- **Exercise**
Copy exactly, and only, the lines from the line containing "green tartan shirt" through the last line of the records below, both included.

- **Exercise materials**
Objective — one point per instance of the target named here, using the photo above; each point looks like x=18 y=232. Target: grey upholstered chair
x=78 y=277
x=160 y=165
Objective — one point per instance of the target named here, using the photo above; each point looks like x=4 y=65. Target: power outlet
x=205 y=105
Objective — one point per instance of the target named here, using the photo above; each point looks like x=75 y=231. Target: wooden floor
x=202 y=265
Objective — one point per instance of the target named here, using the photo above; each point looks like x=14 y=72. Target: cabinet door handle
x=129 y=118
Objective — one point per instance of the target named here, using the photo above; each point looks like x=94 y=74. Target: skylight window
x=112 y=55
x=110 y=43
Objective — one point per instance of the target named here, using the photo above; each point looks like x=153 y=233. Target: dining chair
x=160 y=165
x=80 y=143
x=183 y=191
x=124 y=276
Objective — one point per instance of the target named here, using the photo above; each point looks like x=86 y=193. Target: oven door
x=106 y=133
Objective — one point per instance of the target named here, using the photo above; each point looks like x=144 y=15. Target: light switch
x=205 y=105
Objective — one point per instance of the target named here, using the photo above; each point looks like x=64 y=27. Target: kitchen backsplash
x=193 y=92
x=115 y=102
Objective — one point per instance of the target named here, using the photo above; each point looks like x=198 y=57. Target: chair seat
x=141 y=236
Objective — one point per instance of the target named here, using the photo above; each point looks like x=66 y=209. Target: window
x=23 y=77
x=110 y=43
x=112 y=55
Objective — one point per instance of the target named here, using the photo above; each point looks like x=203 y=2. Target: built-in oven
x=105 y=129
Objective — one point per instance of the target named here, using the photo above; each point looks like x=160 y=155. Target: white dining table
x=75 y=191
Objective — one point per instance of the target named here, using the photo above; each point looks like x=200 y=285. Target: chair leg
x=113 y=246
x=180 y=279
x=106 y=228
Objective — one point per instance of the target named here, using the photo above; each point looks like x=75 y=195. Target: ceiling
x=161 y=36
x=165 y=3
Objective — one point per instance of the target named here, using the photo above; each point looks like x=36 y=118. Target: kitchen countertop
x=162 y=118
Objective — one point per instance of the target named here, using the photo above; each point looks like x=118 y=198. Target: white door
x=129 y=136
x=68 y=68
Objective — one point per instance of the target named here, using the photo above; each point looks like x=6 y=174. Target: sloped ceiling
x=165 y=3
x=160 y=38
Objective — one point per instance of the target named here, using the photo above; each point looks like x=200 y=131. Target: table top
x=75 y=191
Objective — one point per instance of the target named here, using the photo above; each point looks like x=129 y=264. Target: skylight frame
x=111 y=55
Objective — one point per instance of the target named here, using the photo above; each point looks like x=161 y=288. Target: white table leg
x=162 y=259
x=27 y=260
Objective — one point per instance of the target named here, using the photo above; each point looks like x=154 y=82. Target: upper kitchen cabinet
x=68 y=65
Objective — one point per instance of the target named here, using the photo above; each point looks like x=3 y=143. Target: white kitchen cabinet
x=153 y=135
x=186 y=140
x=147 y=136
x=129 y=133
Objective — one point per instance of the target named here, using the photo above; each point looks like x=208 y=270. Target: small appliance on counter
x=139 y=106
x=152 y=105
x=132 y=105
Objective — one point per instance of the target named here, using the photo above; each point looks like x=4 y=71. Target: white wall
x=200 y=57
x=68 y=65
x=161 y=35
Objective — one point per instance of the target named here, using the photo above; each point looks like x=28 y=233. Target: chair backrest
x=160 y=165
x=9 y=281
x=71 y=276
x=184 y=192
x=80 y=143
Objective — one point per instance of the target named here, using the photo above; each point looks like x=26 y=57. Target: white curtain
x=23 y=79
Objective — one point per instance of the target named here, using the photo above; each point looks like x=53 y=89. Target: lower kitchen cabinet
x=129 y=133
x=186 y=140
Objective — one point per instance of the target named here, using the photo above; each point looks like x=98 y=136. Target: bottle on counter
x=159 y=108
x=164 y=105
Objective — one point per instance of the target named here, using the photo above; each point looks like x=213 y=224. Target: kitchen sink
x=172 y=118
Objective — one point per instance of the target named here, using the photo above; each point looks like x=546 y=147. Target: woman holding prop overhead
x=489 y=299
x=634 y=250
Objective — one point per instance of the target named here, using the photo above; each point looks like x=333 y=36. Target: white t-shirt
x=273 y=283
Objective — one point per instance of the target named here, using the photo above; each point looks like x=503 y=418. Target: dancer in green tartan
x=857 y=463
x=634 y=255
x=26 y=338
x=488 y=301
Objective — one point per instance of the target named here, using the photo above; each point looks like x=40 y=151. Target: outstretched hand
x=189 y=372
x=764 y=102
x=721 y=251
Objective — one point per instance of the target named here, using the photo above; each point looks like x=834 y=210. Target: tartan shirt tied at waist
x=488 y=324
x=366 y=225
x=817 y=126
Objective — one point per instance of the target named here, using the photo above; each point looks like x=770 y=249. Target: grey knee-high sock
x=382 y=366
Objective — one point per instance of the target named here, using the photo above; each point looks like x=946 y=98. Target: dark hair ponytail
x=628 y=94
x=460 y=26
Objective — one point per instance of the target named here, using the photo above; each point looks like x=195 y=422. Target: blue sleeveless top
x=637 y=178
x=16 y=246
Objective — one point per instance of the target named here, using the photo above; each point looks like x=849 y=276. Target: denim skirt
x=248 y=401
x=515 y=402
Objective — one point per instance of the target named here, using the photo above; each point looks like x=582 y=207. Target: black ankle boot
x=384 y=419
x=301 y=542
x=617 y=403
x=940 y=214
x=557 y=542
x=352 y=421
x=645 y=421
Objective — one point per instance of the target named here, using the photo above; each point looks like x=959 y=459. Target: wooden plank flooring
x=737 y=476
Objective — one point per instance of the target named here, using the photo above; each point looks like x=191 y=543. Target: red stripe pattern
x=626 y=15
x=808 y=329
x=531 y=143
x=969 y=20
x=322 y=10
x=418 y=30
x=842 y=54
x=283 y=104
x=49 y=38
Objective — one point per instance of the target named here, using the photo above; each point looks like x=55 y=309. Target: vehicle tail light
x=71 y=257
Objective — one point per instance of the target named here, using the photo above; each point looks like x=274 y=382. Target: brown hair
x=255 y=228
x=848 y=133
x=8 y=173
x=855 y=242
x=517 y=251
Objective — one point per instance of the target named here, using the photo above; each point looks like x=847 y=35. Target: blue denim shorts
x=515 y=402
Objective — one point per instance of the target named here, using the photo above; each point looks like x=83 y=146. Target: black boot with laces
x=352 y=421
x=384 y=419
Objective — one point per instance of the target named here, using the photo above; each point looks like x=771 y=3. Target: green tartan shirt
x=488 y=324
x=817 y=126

- **Reply**
Objective — one point per instance of the target named here, using the photo above; each point looks like x=771 y=3. Target: green tartan shirt
x=488 y=324
x=817 y=126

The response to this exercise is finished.